Given request >>
Update the data from the line containing "Please tag the police" through the end of the data, changing "sidewalk" to "pavement" and keeping everything else the same.

Dataset records:
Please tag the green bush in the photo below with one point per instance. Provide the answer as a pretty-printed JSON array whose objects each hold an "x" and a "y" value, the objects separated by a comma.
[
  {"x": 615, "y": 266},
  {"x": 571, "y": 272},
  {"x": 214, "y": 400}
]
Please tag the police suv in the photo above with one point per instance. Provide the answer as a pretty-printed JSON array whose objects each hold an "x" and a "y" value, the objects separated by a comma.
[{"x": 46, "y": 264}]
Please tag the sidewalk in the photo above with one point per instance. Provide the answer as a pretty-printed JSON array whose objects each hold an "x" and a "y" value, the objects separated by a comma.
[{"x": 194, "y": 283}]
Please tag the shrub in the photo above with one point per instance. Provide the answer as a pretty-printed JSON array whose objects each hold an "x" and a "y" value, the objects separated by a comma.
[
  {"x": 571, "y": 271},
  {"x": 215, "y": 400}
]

Task solution >>
Please tag the police suv in the photo above with one point per instance. Provide the answer as a pretty-printed JSON array whose objects each hold an "x" and a "y" value, the objects separated by a comma.
[{"x": 46, "y": 264}]
Please tag the pavement in the photo above with one point per instance. Provide the answer as a pretty-printed JSON array whose objects each hold an "x" and a "y" value, the objects separated by a comma.
[{"x": 194, "y": 283}]
Please tag the shrub in the photo above with one point per instance. Provide the answer as a pretty-printed JSON array whose objects each hold an "x" and a "y" value, the objects separated by a comma.
[
  {"x": 571, "y": 271},
  {"x": 215, "y": 400}
]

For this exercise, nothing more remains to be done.